=== Data section ===

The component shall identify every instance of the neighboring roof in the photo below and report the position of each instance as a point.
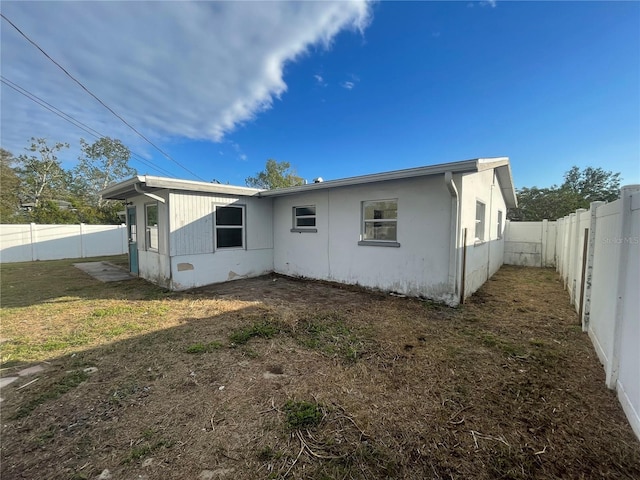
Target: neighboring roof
(146, 183)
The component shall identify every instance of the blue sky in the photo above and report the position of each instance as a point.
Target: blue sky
(336, 89)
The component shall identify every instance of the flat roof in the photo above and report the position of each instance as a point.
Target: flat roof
(148, 183)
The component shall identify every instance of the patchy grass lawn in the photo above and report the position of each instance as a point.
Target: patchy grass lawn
(279, 378)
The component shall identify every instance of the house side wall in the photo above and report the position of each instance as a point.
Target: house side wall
(483, 258)
(420, 266)
(194, 260)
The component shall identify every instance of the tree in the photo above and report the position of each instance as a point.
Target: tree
(42, 176)
(103, 163)
(578, 190)
(275, 175)
(9, 185)
(49, 212)
(592, 185)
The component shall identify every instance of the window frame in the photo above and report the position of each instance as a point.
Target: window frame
(242, 227)
(303, 228)
(372, 242)
(480, 224)
(147, 228)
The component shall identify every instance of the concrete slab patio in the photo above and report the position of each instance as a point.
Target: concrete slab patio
(104, 271)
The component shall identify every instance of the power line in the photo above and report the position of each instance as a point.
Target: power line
(75, 122)
(100, 101)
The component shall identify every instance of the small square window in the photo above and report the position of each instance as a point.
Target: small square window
(229, 226)
(304, 219)
(151, 226)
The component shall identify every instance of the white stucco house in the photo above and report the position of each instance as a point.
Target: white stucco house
(434, 231)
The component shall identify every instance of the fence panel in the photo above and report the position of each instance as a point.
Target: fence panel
(29, 242)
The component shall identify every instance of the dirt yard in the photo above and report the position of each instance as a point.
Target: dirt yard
(273, 378)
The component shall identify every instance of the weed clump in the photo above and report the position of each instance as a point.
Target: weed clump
(66, 383)
(303, 414)
(263, 329)
(203, 347)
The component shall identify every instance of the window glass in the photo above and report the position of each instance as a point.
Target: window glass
(151, 214)
(305, 222)
(228, 237)
(229, 216)
(304, 217)
(229, 227)
(380, 220)
(300, 211)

===

- How to complete this task -
I'd like the material above repeated exactly, with the pictures omitted.

- Response to the task -
The component shall identify every instance of the neighboring roof in the photo below and report the position of each instance as a point.
Target: neighboring roof
(146, 183)
The component shall identify every instance of the blue sky in the photo above and report the position of each instance as a point.
Target: blue sky
(336, 89)
The component shall identify every instance of the flat roof in the photo above and report the position of each instance as a point.
Target: flat roof
(148, 183)
The component shall identify every instance of the patchy grass lawn in the photo above and report the position of each instance as a point.
Target: patchy grass lawn
(279, 378)
The component shall identify every instance of the house side wall in the photo above and report the position of each instance as a point.
Target: house side wall
(483, 258)
(420, 266)
(194, 260)
The component shall identify every instance of the tree in the photo above and report the position of each instance as a point.
Target: tree
(42, 176)
(103, 163)
(578, 190)
(275, 175)
(9, 185)
(49, 212)
(592, 185)
The component shall identify every instance of the window frame in the photo above and report the position of each instance as a point.
Target: window frame
(242, 227)
(303, 228)
(372, 242)
(480, 224)
(147, 228)
The component shall identify every instance of the concrete slab patio in the photo above and report the position of each instance as a point.
Target: concrete slab patio
(104, 271)
The component shall identify every instance of the power line in the photo above and report the position of each instance as a point.
Target: power line
(75, 122)
(100, 101)
The component shall identify every instance of the small square window in the photo above and report the position of each instance as a point.
Target: small square window
(229, 226)
(304, 219)
(151, 226)
The component shall identify every instance of the white stucco house in the photo above and report the position of each instance as a point.
Target: white stucco house
(434, 231)
The component shall identify every instance of the fence panel in the photo above and report the position of each instance as a point.
Target: fence panel
(29, 242)
The component shall identify every instance of the dirt yard in the photo above and report the position of each instance as a point.
Target: dirt yard
(273, 378)
The component shall identify every instance of the weed clump in the photo above and report the position of each instance as a point.
Target: weed clump
(66, 383)
(303, 414)
(263, 329)
(203, 347)
The component shall identify every instance of the window glass in the photo above and report the position of each instance as a point.
Target: window glass
(151, 214)
(305, 222)
(228, 237)
(229, 216)
(304, 217)
(229, 227)
(380, 220)
(300, 211)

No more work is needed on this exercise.